(REQUIRED ACTION)
All of the data below should be set down again verbatim, without any images.

Segment Start: DATA FOR PROCESSING

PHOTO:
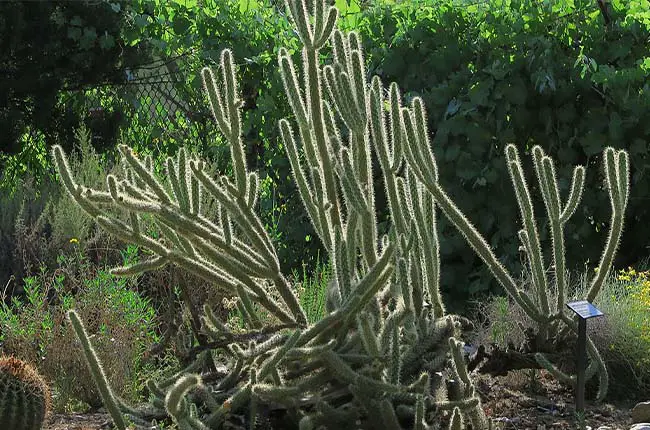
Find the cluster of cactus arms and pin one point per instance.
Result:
(24, 396)
(386, 354)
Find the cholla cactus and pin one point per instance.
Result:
(381, 356)
(551, 319)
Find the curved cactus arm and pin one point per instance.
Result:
(178, 408)
(534, 249)
(617, 176)
(97, 371)
(309, 113)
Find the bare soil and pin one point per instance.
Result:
(515, 402)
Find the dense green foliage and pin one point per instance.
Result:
(546, 73)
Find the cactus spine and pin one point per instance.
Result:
(24, 396)
(386, 339)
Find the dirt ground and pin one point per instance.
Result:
(515, 402)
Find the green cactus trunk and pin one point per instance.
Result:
(24, 396)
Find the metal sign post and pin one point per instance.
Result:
(584, 310)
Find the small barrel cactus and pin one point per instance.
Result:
(24, 396)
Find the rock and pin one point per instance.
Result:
(641, 413)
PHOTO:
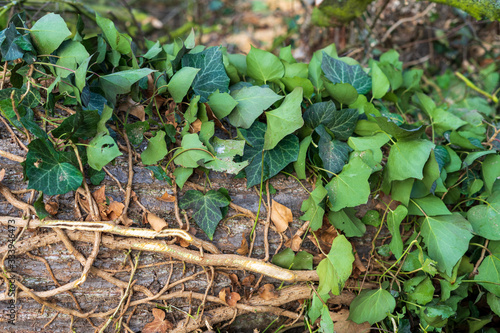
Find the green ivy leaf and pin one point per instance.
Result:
(338, 71)
(264, 66)
(120, 82)
(284, 120)
(394, 219)
(380, 83)
(212, 75)
(48, 171)
(102, 150)
(340, 122)
(313, 208)
(221, 104)
(285, 152)
(350, 188)
(180, 83)
(49, 32)
(447, 238)
(371, 306)
(191, 152)
(485, 219)
(225, 151)
(252, 101)
(489, 271)
(206, 208)
(347, 221)
(335, 269)
(407, 159)
(156, 150)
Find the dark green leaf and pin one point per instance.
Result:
(338, 71)
(285, 152)
(206, 208)
(212, 75)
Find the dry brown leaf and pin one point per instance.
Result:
(195, 127)
(343, 325)
(248, 280)
(281, 216)
(243, 250)
(159, 323)
(166, 197)
(52, 207)
(114, 210)
(157, 223)
(266, 292)
(229, 297)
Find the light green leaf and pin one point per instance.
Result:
(394, 219)
(47, 170)
(252, 101)
(335, 269)
(371, 306)
(447, 238)
(102, 150)
(192, 151)
(285, 152)
(206, 208)
(491, 171)
(347, 221)
(181, 82)
(264, 66)
(156, 150)
(407, 159)
(48, 33)
(221, 104)
(350, 188)
(120, 82)
(489, 271)
(212, 75)
(284, 120)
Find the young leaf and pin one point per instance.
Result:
(447, 238)
(252, 101)
(156, 150)
(48, 33)
(102, 150)
(264, 66)
(350, 188)
(47, 170)
(407, 159)
(335, 269)
(338, 71)
(207, 208)
(394, 219)
(212, 75)
(284, 120)
(191, 152)
(285, 152)
(380, 83)
(371, 306)
(180, 83)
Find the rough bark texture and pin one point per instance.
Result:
(99, 295)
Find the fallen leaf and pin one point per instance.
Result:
(266, 292)
(167, 197)
(248, 280)
(195, 127)
(52, 207)
(157, 223)
(243, 250)
(281, 216)
(114, 210)
(159, 323)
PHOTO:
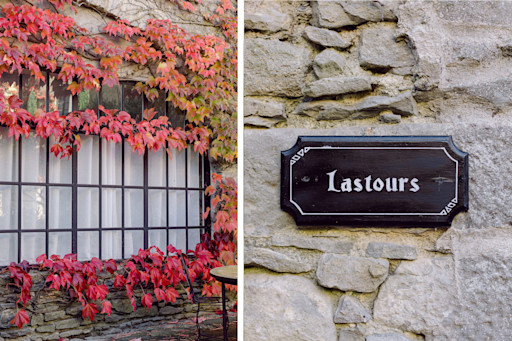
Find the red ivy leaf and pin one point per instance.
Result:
(90, 310)
(20, 319)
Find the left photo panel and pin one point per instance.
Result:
(118, 186)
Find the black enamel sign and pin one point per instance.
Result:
(396, 181)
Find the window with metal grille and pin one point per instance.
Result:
(105, 201)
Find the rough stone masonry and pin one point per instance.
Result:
(382, 67)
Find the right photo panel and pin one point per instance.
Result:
(377, 170)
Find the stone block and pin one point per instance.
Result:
(276, 261)
(337, 86)
(350, 310)
(326, 38)
(391, 251)
(328, 63)
(67, 323)
(350, 273)
(380, 51)
(324, 244)
(286, 307)
(274, 68)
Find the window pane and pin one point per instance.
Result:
(177, 169)
(8, 208)
(33, 207)
(110, 163)
(194, 237)
(32, 246)
(111, 245)
(133, 208)
(194, 208)
(156, 210)
(9, 156)
(194, 174)
(157, 238)
(60, 208)
(88, 207)
(9, 247)
(88, 157)
(133, 167)
(159, 103)
(60, 169)
(59, 243)
(111, 207)
(33, 93)
(60, 96)
(33, 158)
(177, 211)
(156, 168)
(88, 99)
(178, 239)
(87, 247)
(10, 83)
(133, 241)
(132, 101)
(111, 97)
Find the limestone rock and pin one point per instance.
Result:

Segment End: DATA FOR PROCESSING

(ANSWER TO THE PROBLEM)
PHOTO:
Find the cluster of cactus arms and pin one point per instance.
Result:
(24, 396)
(386, 354)
Find the cholla cactus and pin one point per instance.
Result:
(381, 356)
(551, 319)
Find the curved cactus arm and pin one point per instance.
Result:
(178, 408)
(534, 249)
(617, 176)
(97, 371)
(309, 113)
Find the bare soil and pin one point per instance.
Result:
(515, 402)
Find the dense green foliage and pin one point per instance.
Result:
(546, 73)
Find the cactus spine and pin one point per instance.
Result:
(24, 396)
(386, 339)
Find the dirt ground and pin one point per instance.
Result:
(515, 402)
Find the green cactus trunk and pin one point per instance.
Result:
(24, 396)
Find the metal sign post and pin one point per instance.
Result:
(584, 310)
Find the small barrel cactus and pin one point per instance.
Result:
(24, 396)
Find the rock and pin one point per instance.
Result:
(641, 413)
PHOTO:
Find the green ivy leaf and pin one point per instance.
Result:
(338, 71)
(264, 66)
(120, 82)
(284, 120)
(394, 219)
(380, 83)
(212, 75)
(48, 171)
(102, 150)
(340, 122)
(313, 208)
(221, 104)
(285, 152)
(350, 188)
(180, 83)
(49, 32)
(447, 238)
(371, 306)
(191, 152)
(485, 219)
(225, 151)
(252, 101)
(489, 271)
(206, 208)
(347, 221)
(335, 269)
(407, 159)
(156, 150)
Find the dark green leaf and pin one point per instance.
Result:
(338, 71)
(285, 152)
(206, 208)
(212, 75)
Find the dry brown leaf and pin one point per instance.
Result:
(195, 127)
(343, 325)
(248, 280)
(281, 216)
(243, 250)
(159, 323)
(166, 197)
(52, 207)
(114, 210)
(157, 223)
(266, 292)
(229, 297)
Find the light green leaf and pin one point per instance.
Result:
(394, 219)
(47, 170)
(252, 101)
(335, 269)
(371, 306)
(447, 238)
(102, 150)
(192, 151)
(285, 152)
(206, 208)
(491, 171)
(347, 221)
(181, 82)
(264, 66)
(156, 150)
(407, 159)
(48, 33)
(221, 104)
(350, 188)
(120, 82)
(489, 271)
(212, 75)
(284, 120)
Find the young leaf and pin one point per instance.
Result:
(447, 238)
(252, 101)
(156, 150)
(48, 33)
(102, 150)
(264, 66)
(350, 188)
(47, 170)
(407, 159)
(335, 269)
(338, 71)
(207, 208)
(394, 219)
(212, 75)
(284, 120)
(191, 152)
(285, 152)
(380, 83)
(371, 306)
(180, 83)
Find the rough bark texture and pin one point per instance.
Result:
(99, 295)
Find the fallen leaf and pin one point per instance.
Result:
(266, 292)
(167, 197)
(248, 280)
(195, 127)
(52, 207)
(157, 223)
(243, 250)
(281, 216)
(114, 210)
(159, 323)
PHOTO:
Find the red ivy leaf and pin one point per instance.
Result:
(90, 310)
(20, 319)
Find the left photo panel and pin one point per instance.
Result:
(118, 186)
Find the black enamel sign and pin one point per instance.
Result:
(396, 181)
Find the window with metal grille and pin one point per instance.
Result:
(105, 201)
Find the rough stone masonry and pin one point per instance.
Result:
(382, 67)
Find the right photo panel and pin one point per instance.
Result:
(377, 170)
Find the stone block and pin one point per instance.
Result:
(276, 261)
(337, 86)
(350, 310)
(326, 38)
(391, 251)
(328, 63)
(67, 323)
(350, 273)
(380, 51)
(324, 244)
(286, 307)
(274, 68)
Find the window pane and pin one point per instance.
Result:
(177, 169)
(8, 208)
(33, 207)
(110, 163)
(194, 237)
(32, 246)
(111, 245)
(133, 208)
(194, 208)
(156, 210)
(9, 156)
(194, 174)
(157, 238)
(60, 208)
(88, 207)
(9, 247)
(88, 157)
(133, 167)
(159, 103)
(60, 169)
(59, 243)
(111, 207)
(33, 93)
(60, 96)
(33, 158)
(177, 211)
(156, 168)
(88, 99)
(178, 239)
(87, 247)
(10, 83)
(133, 241)
(132, 101)
(111, 97)
Find the limestone rock and pin one point per instance.
Result:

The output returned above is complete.